→ Sua tarefa
Retome o texto sobre a matéria e a energia escuras e o Fluido Universal, dando-lhe continuidade a partir da última frase apresentada.

Resumo:
A chamada matéria escura do Universo e, recentemente, a suposição
da existência de uma energia escura têm levado os espíritas
a suporem que um deles pode corresponder ao Fluido Universal. Mostramos,
a partir da análise das propriedades físicas da matéria
e energia escuras e a partir dos ensinamentos dos Espíritos,
que elas, ainda, não correspondem ao Fluido Universal. Concluímos
que elas são, apenas, modificações do elemento
material da mesma forma que a matéria usual.
Introdução:
O conhecimento acerca do Universo surpreende a mente humana a cada
nova descoberta. Com o advento de modernos telescópios, como
o Hubble, o homem vasculha a imensidão buscando respostas para
questões como o surgimento do Universo e da Vida. O desejo
de saber é muito antigo, conforme a história demonstra
e ambas, Religião e Ciência, têm procurado desvendar
os segredos do Universo.
Atualmente, a Ciência possui um certo status de detentora da
verdade, isto é, do conhecimento considerado válido
e correto devido ao desenvolvimento dos métodos específicos
de pesquisa, que geram confiança nos resultados e, também,
aos sucessos que ela obteve em todas áreas do saber, especialmente,
em tecnologia e saúde. Por isso, as pessoas em geral buscam
na ciência as explicações para tudo o que ocorre
em suas vidas. O que elas não percebem é que a ciência,
na realidade, não é detentora da verdade absoluta e
que, muitas vezes, o que era tido como certo numa época é
rejeitado em outra. Outro ponto importante é que por detrás
das grandes descobertas científicas muita coisa foi estudada,
analisada, confirmada, debatida, rejeitada, criticada, e que somente
após muitas discussões é que as novas teorias
vão surgindo. Mesmo assim, essas novas teorias estão
sujeitas a serem substituídas por outras melhores a qualquer
momento. Isso é a roda do progresso seguindo adiante.

→ Material fornecido
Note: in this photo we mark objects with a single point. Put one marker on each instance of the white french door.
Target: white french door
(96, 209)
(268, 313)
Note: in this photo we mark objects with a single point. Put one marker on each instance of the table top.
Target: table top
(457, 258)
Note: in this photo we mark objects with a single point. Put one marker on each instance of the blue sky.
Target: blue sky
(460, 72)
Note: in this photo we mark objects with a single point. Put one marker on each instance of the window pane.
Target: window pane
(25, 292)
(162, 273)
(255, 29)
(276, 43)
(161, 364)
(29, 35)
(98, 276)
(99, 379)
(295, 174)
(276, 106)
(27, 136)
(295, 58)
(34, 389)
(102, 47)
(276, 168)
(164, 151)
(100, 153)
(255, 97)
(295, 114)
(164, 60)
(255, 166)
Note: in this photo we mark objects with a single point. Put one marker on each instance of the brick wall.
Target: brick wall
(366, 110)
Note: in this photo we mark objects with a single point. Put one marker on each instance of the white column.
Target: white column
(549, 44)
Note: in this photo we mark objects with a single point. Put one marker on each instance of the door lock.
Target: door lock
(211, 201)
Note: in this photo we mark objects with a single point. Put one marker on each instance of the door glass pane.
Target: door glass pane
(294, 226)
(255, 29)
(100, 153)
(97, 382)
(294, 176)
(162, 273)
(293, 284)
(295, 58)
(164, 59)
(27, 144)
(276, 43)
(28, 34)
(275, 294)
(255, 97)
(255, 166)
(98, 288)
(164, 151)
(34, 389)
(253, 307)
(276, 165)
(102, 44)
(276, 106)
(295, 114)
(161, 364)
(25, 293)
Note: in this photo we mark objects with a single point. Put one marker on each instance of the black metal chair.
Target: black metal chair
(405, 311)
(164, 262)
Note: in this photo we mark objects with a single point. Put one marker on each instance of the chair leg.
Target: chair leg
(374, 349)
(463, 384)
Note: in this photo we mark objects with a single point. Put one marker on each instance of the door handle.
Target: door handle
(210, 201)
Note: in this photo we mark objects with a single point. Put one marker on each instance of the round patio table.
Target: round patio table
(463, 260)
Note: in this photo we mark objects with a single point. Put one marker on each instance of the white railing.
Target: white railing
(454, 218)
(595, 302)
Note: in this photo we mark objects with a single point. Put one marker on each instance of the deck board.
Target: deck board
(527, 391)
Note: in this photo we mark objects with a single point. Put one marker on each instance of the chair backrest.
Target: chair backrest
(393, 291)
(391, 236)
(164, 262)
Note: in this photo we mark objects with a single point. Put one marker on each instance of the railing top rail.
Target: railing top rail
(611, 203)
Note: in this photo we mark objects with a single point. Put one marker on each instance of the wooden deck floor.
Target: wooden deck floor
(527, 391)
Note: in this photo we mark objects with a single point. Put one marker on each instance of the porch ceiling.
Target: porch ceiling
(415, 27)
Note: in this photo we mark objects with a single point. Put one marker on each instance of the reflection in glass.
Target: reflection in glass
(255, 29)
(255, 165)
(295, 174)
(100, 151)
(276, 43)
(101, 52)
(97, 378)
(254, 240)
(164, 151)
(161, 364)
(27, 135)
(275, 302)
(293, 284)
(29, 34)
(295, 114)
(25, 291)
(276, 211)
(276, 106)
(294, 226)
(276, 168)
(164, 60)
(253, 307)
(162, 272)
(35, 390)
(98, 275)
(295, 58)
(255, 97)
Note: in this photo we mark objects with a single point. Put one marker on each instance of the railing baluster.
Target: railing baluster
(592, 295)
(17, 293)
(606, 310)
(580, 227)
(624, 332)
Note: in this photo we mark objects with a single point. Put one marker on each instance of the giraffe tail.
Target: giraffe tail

→ Resultado
Graças ao desenvolvimento de algumas teorias da Física
Moderna, o entendimento sobre o Universo não é mais
o mesmo do século retrasado. Na verdade, surgiram mais dúvidas
do que certezas nas pesquisas em Astronomia e Cosmologia e por isso
existem vários modelos teóricos criados e desenvolvidos
por alguns cientistas para tentar explicar os dados astronômicos.
Tais modelos possuem algumas interpretações curiosas,
o que tem chamado a atenção de religiosos e espiritualistas
de diversos segmentos. Isso ocorre por causa desse status que a ciência
possui e porque se acredita que a conexão entre Ciência
e Espiritualismo, em geral, seja tão simples de se fazer quanto
as explicações publicadas em revistas de divulgação
científica. De modo a vermos como as questões de ordem
científica são complexas, discutiremos as interpretações
encontradas em alguns artigos espíritas que relacionam o Fluido
Universal a dois objetos de estudo em Cosmologia.
Primeiramente, vamos descrever ambos os objetos que possuem as seguintes
denominações: matéria escura e energia escura.
Recentemente, os astrônomos observaram que o movimento das galáxias
não pode ser explicado pela presença da matéria
visível ao redor delas. As leis da Gravitação,
que regem a interação entre e o movimento dos corpos
celestes não explicam tais movimentos e a suposição
de que existe uma matéria não visível aos telescópios
(por isso a denominação de matéria escura) ganhou
força entre os cientistas, chegando ao ponto deles formularem
modelos teóricos específicos para as supostas partículas
que a compõem.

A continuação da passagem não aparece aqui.